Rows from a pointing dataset
>> start

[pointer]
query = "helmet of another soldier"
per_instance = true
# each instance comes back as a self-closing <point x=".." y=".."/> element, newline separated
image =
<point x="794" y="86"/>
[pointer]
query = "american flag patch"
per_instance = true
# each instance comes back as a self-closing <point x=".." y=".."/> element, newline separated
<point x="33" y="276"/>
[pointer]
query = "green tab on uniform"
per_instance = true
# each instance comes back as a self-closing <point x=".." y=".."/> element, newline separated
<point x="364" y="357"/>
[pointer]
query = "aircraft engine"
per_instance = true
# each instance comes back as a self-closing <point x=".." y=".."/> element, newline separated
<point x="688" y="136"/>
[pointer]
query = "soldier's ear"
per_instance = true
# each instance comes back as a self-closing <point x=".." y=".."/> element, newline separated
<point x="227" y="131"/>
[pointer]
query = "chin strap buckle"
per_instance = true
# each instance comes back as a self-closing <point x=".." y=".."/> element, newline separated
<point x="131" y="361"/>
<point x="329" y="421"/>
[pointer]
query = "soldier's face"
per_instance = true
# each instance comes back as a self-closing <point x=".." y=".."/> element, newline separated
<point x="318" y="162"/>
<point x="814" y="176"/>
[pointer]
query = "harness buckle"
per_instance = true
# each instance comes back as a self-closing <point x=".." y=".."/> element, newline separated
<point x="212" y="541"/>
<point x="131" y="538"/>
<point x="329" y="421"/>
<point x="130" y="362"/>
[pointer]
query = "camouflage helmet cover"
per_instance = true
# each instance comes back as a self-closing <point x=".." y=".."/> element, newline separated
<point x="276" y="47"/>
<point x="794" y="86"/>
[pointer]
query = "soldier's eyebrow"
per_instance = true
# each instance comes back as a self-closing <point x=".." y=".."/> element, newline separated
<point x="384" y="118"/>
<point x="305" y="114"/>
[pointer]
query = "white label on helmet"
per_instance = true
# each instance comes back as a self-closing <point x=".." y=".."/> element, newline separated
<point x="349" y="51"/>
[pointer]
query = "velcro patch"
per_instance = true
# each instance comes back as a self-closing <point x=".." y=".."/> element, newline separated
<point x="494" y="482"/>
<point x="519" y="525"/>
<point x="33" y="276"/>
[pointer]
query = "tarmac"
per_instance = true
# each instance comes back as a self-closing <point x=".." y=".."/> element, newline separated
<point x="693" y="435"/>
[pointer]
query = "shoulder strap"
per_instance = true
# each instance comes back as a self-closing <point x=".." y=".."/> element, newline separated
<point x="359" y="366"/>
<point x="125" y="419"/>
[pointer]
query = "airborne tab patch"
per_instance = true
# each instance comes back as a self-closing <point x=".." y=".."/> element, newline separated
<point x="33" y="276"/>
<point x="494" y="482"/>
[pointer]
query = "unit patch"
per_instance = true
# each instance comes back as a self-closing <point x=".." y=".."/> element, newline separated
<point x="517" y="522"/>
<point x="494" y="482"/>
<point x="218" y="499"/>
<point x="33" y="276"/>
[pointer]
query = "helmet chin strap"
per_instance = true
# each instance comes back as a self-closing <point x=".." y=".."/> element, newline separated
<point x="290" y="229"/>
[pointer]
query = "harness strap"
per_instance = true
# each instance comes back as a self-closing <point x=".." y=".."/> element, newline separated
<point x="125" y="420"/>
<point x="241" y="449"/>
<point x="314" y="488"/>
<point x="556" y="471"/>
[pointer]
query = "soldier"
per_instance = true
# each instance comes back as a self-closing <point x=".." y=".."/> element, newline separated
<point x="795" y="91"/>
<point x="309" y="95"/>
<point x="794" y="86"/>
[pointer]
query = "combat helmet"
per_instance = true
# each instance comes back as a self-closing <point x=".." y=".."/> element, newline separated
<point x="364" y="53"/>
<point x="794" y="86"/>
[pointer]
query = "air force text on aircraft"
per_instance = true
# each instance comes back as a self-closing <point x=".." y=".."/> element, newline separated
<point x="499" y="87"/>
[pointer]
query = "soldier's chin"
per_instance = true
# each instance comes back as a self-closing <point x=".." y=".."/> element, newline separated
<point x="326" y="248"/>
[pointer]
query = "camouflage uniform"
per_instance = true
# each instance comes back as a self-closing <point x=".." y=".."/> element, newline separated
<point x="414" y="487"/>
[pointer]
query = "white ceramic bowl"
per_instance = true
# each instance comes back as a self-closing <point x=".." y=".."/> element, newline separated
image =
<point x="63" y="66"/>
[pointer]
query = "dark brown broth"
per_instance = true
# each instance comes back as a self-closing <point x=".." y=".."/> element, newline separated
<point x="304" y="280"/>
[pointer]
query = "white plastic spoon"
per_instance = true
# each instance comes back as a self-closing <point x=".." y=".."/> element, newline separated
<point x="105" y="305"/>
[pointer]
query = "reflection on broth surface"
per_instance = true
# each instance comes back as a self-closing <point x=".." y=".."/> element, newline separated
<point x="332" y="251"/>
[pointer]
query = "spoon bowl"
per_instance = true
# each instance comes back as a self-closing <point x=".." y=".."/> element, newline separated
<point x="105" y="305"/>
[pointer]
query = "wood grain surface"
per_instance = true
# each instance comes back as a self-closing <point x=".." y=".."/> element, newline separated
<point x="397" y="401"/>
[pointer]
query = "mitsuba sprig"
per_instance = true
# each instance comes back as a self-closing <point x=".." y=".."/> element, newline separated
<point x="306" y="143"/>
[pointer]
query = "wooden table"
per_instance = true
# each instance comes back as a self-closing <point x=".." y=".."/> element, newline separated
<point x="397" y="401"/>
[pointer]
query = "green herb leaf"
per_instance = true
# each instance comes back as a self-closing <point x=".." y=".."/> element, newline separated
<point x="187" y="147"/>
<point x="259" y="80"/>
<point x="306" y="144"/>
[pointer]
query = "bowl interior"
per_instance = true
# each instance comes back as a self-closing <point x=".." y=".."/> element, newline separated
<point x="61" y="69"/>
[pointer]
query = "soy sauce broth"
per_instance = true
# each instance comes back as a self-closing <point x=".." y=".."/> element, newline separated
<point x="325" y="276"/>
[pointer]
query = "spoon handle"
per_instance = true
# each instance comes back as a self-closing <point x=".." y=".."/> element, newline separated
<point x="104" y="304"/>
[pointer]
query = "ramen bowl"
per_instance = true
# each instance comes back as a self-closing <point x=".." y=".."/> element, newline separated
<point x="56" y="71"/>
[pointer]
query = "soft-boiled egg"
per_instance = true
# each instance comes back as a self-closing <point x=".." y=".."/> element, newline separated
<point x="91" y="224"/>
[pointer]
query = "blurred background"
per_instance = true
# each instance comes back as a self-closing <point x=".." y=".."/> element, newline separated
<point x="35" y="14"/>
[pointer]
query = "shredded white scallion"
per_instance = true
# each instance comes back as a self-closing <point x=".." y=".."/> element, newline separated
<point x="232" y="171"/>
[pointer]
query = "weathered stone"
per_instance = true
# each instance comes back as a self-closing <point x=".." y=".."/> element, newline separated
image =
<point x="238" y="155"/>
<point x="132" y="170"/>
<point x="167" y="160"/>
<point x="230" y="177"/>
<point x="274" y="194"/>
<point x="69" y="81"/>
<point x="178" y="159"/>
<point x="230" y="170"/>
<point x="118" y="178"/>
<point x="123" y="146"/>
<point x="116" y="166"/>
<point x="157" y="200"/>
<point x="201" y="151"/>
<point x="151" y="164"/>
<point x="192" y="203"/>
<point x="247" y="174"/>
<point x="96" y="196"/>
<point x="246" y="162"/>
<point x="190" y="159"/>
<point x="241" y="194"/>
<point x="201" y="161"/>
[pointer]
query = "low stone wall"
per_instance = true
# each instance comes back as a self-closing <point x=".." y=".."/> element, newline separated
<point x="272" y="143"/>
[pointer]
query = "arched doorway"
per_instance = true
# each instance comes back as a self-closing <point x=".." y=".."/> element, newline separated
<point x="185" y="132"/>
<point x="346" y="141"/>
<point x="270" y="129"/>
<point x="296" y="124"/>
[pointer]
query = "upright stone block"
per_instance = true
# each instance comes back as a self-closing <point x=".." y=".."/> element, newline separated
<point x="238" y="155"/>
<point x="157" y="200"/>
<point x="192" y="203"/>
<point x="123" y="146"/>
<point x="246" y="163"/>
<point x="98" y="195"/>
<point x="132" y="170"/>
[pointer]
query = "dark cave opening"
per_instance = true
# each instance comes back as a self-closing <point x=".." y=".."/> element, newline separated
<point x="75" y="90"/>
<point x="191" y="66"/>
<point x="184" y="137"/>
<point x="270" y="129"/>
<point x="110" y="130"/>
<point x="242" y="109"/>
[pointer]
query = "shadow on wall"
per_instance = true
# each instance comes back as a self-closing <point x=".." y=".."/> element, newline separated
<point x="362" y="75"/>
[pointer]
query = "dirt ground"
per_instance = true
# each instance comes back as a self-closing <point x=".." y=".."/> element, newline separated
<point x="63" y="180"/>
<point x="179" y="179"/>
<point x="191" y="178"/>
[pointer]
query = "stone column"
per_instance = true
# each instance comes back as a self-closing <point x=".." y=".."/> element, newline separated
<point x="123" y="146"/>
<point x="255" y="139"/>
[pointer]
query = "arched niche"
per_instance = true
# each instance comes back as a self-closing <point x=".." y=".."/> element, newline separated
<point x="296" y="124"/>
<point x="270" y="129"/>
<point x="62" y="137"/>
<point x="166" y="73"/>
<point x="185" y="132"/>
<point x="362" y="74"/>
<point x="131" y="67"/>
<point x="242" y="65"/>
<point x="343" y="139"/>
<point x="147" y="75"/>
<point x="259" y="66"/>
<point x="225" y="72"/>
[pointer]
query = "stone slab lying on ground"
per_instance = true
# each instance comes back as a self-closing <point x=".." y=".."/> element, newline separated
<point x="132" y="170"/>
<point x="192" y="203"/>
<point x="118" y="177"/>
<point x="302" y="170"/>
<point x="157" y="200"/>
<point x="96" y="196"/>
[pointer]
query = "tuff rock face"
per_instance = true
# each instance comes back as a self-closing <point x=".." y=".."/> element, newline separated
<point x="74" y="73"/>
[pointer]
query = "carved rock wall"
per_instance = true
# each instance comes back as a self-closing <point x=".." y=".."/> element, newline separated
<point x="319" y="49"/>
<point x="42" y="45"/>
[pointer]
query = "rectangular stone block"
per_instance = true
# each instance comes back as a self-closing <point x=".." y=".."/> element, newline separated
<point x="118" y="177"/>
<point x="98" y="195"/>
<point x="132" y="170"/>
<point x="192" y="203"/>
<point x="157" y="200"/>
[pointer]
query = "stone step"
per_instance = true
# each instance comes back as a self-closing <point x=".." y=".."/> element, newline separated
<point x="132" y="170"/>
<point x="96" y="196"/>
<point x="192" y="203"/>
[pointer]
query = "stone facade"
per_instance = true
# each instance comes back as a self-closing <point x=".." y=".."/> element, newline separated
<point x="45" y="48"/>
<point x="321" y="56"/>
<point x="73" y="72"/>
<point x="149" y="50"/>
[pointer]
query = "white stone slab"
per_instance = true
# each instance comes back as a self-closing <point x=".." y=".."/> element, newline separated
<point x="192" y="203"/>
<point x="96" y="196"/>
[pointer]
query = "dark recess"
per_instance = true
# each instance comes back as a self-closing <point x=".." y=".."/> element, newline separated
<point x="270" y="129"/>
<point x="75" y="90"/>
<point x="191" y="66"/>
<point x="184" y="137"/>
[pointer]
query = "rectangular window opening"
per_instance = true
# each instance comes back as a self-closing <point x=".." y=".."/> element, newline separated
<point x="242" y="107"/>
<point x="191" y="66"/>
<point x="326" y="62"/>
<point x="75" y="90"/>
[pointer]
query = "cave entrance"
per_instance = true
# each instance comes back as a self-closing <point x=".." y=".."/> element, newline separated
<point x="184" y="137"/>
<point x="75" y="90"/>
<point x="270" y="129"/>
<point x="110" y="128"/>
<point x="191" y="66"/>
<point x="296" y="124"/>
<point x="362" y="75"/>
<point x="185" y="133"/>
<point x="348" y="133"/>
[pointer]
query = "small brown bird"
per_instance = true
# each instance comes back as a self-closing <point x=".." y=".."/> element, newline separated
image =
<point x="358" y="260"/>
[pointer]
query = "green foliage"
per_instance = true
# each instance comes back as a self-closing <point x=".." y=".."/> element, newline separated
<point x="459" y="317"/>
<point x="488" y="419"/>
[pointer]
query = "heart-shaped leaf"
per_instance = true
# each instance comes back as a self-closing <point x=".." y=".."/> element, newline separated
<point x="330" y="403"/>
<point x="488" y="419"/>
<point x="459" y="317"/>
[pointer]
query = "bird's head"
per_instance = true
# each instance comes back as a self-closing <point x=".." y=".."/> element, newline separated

>> end

Show every line of the entries above that contains the string "soldier", treating case as significant.

Reply to the task -
query = "helmet of another soldier"
query = "soldier's ear"
query = "soldier's face"
query = "soldier's eyebrow"
query = "soldier"
query = "soldier's chin"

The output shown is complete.